== Task prompt ==
Copy the items from the start through the line containing "[439,280,584,504]", switching "dusk" to "dawn" and changing nothing else.

(Items from a dataset)
_ _ _ _ _ _ _
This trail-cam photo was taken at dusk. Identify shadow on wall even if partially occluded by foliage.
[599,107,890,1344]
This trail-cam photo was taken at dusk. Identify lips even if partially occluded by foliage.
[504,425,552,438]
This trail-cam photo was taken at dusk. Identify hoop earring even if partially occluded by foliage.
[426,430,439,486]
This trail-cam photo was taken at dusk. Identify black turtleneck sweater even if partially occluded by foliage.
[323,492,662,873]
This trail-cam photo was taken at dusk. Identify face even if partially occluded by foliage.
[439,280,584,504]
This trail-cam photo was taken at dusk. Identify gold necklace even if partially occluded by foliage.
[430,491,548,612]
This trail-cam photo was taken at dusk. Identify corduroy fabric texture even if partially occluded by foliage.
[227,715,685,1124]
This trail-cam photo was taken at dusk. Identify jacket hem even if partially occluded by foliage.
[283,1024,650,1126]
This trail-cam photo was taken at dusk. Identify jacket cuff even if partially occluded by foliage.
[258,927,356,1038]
_ _ _ _ _ _ _
== Answer to this task ==
This trail-cam photo was taken at dawn. Identify shadow on wall even if partially occluded by foliage.
[599,107,890,1344]
This trail-cam photo was taken at dawn. Identify lips even if partially occluded by foliage.
[504,425,552,438]
This trail-cam photo was taken at dawn. Identify hoop earring even if partially occluded by foliage.
[426,430,439,486]
This trail-cam photo was taken at dawn. Identify black turtleneck sweater even if partially occluded by foliage.
[323,492,662,873]
This trail-cam photo was taken at dawn. Identify face even if partially occluded by foliage.
[439,280,584,504]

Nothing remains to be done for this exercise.